Document text
┏━━

CMU study finds climate and health costs of plug-ins in coal-heavy PJM region dropping rapidly; importance of shift from nickel-based batteries and tightening emissions regs

A new Carnegie Mellon study finds that the climate change and human health costs of owning and operating a plug-in electric vehicle in coal-heavy regions of the eastern United States have dropped significantly as coal-fired power plants that supply electricity to charge electric vehicles have been displaced by natural gas.

This shift has made electric and gasoline vehicle lifetime emissions costs comparable, but the open-access study, published in the ACS journal Environmental Science & Technology illustrates that where they go from here will depend on a few key factors.

Plug-in electric vehicles (PEVs) can reduce air emissions when charged with clean power, but prior work estimated that in 2010, PEVs produced 2 to 3 times the consequential air emission externalities of gasoline vehicles in PJM (the largest US regional transmission operator, serving 65 million people) due largely to increased generation from coal-fired power plants to charge the vehicles.

We investigate how this situation has changed since 2010, where we are now, and what the largest levers are for reducing PEV consequential life cycle emission externalities in the near future. We estimate that PEV emission externalities have dropped by 17% to 18% in PJM as natural gas replaced coal, but they will remain comparable to gasoline vehicle externalities in base case trajectories through at least 2035.

Increased wind and solar power capacity is critical to achieving deep decarbonization in the long run, but through 2035 we estimate that it will primarily shift which fossil generators operate on the margin at times when PEVs charge and can even increase consequential PEV charging emissions in the near term.

┗━━

Actions to take
1/ Translate this sentence from the passage on plug-in vehicle emissions into Spanish: "We estimate that PEV emission externalities have dropped by 17% to 18% in PJM as natural gas replaced coal, but they will remain comparable to gasoline vehicle externalities in base case trajectories through at least 2035."
2/ Output everything in the passage on plug-in vehicle emissions from "We investigate how" down to "the near term.", with no changes.

Dataset records
┏━━

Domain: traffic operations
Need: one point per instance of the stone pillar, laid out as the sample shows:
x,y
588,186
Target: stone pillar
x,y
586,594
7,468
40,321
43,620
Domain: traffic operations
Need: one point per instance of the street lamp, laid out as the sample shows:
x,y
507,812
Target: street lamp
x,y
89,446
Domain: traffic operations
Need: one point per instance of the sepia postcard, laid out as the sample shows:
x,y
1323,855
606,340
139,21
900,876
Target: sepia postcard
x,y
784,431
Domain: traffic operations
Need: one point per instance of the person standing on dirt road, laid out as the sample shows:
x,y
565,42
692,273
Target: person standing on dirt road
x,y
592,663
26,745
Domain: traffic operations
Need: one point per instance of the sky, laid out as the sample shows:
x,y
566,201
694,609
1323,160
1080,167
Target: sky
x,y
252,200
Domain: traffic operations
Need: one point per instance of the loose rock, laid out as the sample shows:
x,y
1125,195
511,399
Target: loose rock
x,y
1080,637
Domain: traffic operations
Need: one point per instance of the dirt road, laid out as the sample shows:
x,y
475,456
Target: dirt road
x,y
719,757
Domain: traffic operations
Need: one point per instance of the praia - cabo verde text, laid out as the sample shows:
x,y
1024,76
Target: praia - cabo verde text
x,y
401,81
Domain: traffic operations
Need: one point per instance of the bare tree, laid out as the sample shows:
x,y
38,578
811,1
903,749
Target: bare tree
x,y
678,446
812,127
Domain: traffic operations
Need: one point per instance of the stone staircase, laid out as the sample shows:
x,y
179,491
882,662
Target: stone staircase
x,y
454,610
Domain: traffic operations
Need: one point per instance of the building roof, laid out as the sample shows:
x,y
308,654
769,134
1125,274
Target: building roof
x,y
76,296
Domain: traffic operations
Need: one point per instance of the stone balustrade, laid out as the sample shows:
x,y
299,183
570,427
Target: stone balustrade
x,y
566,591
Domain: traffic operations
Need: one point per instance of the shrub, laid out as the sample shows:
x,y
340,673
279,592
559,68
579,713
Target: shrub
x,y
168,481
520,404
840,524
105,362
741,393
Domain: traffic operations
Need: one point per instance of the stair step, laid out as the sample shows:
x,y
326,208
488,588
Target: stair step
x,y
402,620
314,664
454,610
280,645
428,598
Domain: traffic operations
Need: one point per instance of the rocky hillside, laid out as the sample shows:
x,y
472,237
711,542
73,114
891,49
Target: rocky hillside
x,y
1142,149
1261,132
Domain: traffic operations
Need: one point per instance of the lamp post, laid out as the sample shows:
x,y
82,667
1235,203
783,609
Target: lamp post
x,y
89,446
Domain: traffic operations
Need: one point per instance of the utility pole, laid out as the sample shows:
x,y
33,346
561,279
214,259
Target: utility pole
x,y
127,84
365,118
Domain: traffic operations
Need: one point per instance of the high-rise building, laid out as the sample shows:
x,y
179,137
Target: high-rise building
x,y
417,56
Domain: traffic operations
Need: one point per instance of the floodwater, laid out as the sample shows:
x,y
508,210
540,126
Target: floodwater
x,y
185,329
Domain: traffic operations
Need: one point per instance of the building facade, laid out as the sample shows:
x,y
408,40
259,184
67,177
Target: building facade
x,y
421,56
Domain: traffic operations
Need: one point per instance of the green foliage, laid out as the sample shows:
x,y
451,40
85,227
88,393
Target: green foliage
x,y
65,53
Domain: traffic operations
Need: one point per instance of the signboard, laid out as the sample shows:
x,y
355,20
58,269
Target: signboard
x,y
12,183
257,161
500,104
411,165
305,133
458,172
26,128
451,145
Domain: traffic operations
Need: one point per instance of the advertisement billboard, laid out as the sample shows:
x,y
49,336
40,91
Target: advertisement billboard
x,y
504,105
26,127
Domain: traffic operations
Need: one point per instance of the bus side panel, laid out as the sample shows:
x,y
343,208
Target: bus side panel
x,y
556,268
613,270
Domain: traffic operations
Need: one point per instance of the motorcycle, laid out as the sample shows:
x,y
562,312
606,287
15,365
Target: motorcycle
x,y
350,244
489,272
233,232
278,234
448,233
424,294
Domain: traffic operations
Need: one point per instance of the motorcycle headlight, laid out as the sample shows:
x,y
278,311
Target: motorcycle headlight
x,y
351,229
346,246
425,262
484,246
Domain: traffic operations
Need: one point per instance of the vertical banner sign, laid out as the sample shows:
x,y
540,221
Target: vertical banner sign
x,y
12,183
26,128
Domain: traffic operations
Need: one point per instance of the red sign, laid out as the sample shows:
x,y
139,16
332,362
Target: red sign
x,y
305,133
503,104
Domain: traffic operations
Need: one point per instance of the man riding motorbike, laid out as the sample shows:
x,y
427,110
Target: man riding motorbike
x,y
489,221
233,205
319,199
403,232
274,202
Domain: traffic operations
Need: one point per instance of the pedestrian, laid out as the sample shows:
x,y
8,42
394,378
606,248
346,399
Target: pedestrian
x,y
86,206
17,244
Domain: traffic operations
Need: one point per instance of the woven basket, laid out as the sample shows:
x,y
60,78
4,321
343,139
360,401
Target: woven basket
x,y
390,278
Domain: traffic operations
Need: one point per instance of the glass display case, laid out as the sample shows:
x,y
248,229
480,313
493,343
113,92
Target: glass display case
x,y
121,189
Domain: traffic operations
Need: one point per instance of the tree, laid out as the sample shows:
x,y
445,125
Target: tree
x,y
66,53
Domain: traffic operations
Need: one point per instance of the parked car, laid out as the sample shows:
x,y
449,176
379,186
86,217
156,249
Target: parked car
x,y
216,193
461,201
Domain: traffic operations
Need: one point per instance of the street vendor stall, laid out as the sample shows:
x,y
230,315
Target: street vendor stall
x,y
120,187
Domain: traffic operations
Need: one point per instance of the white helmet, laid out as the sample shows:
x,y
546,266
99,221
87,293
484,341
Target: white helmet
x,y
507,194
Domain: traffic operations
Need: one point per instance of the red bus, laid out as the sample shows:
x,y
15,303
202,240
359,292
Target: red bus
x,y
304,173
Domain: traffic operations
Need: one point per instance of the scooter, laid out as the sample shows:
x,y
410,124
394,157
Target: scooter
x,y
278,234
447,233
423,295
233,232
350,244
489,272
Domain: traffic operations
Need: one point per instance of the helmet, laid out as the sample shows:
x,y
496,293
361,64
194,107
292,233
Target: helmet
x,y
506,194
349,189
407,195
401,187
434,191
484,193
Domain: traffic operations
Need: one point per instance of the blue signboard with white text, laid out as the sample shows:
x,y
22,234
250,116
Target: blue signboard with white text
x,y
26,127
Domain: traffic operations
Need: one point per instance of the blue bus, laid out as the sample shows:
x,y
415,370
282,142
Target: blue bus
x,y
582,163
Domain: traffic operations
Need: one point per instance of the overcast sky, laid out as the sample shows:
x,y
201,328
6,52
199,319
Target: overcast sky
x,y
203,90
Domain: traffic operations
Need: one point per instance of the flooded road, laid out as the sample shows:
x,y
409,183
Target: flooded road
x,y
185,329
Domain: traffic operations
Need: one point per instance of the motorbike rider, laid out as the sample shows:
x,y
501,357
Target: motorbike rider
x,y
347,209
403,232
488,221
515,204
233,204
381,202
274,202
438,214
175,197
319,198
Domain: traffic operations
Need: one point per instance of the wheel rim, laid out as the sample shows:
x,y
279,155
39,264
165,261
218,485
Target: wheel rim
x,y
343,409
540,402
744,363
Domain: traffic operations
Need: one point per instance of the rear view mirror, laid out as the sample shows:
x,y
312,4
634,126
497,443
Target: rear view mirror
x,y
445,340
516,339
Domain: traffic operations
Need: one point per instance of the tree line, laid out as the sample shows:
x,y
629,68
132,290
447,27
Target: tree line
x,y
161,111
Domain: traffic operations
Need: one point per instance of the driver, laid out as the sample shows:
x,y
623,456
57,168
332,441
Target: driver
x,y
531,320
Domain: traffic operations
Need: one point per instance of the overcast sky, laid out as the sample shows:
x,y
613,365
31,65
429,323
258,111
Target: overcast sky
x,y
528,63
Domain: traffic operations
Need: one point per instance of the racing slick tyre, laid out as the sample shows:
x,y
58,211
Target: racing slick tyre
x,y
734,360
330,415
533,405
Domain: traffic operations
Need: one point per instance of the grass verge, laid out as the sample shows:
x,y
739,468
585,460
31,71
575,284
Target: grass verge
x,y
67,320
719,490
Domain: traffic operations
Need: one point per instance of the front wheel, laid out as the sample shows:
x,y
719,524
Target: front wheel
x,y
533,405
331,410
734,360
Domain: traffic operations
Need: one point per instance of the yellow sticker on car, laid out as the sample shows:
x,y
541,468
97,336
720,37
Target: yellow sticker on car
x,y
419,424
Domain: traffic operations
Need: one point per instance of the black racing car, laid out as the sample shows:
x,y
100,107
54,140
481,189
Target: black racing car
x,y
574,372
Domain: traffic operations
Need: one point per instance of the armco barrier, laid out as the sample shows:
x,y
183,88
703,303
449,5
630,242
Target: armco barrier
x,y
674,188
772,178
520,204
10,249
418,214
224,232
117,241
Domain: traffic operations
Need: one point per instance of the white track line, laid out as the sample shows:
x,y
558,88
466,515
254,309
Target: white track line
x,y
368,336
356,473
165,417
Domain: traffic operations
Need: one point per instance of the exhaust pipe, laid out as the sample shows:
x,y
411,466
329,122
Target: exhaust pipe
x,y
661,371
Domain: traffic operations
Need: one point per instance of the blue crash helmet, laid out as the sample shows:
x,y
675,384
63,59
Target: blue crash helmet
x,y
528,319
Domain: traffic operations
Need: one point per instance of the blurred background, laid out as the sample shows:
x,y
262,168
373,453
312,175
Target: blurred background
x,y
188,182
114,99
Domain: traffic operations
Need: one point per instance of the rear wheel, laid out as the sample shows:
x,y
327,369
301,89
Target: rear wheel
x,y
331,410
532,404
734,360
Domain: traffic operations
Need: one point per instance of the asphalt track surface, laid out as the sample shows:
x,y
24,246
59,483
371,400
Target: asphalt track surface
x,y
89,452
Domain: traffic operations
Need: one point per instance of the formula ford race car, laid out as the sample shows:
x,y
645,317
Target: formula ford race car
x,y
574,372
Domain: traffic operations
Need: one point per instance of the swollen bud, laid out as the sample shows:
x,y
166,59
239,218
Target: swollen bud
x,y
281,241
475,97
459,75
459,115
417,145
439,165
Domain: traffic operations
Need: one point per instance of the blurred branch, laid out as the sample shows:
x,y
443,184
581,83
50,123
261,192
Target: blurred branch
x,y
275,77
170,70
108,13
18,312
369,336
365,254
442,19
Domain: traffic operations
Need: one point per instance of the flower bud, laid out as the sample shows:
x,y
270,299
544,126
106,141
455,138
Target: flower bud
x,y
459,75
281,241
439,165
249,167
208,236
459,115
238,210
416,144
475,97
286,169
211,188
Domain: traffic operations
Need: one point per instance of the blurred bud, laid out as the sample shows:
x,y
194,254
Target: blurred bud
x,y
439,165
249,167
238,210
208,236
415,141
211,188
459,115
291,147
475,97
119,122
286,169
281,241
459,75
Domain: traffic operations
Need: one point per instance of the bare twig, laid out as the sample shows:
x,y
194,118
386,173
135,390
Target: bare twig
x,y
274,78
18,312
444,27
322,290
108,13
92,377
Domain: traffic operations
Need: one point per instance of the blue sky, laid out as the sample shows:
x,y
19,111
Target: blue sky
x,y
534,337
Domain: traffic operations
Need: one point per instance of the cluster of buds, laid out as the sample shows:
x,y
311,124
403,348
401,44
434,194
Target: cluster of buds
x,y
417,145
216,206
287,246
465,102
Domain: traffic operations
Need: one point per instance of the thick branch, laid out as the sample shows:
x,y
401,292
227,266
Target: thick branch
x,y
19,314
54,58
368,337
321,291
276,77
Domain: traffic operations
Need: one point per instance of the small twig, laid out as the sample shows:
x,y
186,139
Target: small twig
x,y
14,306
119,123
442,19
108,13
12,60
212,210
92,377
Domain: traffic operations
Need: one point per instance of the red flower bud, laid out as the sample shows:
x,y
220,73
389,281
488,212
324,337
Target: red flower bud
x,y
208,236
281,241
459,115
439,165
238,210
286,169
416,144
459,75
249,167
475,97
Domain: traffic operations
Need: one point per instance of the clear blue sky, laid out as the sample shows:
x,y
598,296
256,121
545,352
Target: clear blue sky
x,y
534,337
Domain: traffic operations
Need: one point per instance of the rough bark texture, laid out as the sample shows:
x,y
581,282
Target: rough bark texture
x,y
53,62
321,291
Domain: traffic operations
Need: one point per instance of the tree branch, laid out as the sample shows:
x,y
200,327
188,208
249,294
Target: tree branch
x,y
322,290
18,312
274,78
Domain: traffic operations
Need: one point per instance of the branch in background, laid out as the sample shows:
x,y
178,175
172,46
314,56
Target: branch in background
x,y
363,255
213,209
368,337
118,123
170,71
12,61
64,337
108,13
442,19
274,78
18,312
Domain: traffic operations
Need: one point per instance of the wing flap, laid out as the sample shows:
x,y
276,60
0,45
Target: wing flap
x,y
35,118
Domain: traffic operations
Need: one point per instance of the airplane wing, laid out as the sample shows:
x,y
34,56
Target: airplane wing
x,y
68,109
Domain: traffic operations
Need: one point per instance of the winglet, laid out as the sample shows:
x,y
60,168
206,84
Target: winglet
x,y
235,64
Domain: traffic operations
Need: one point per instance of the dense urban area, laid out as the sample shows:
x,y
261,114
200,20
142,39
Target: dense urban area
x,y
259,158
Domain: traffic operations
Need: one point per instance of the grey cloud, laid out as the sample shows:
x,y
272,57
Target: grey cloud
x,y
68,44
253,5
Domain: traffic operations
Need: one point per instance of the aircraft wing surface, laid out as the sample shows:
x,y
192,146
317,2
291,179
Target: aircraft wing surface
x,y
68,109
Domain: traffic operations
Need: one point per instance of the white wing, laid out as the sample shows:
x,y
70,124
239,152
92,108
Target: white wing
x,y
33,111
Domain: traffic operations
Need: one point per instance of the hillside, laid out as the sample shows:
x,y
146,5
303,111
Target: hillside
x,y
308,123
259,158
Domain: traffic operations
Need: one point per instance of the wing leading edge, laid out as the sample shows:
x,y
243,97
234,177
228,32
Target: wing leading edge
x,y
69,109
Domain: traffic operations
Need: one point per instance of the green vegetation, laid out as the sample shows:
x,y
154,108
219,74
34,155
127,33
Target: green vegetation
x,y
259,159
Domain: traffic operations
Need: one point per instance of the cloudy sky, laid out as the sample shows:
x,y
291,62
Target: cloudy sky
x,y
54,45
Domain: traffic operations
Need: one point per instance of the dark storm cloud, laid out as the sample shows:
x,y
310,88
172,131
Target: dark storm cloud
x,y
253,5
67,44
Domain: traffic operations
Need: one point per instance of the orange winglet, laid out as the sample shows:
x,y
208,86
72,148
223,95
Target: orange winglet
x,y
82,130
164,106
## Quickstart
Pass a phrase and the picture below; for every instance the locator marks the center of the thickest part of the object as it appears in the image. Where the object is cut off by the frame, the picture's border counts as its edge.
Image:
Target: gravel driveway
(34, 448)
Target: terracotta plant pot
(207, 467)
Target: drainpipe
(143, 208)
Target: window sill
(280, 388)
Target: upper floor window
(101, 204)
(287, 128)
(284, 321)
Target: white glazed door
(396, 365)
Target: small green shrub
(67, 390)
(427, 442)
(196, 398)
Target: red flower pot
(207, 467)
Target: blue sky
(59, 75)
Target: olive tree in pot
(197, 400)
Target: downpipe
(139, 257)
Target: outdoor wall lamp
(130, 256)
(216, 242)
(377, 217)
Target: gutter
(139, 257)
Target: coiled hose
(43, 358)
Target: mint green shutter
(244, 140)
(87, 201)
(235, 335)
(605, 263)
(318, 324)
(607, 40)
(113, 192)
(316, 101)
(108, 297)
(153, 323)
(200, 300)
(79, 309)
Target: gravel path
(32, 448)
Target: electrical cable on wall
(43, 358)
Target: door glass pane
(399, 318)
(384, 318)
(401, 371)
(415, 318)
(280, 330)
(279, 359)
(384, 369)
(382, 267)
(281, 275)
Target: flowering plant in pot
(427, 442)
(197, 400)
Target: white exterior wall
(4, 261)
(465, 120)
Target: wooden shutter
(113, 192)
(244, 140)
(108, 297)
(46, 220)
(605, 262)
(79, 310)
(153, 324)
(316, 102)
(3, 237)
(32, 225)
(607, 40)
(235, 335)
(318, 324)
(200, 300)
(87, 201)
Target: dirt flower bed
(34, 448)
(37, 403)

┗━━

Numbered answers
1/ Estimamos que las externalidades de emisiones de los PEV han disminuido entre un 17 % y un 18 % en PJM a medida que el gas natural sustituyó al carbón, pero seguirán siendo comparables a las externalidades de los vehículos de gasolina en las trayectorias del caso base hasta al menos 2035.

2/
We investigate how this situation has changed since 2010, where we are now, and what the largest levers are for reducing PEV consequential life cycle emission externalities in the near future. We estimate that PEV emission externalities have dropped by 17% to 18% in PJM as natural gas replaced coal, but they will remain comparable to gasoline vehicle externalities in base case trajectories through at least 2035.

Increased wind and solar power capacity is critical to achieving deep decarbonization in the long run, but through 2035 we estimate that it will primarily shift which fossil generators operate on the margin at times when PEVs charge and can even increase consequential PEV charging emissions in the near term.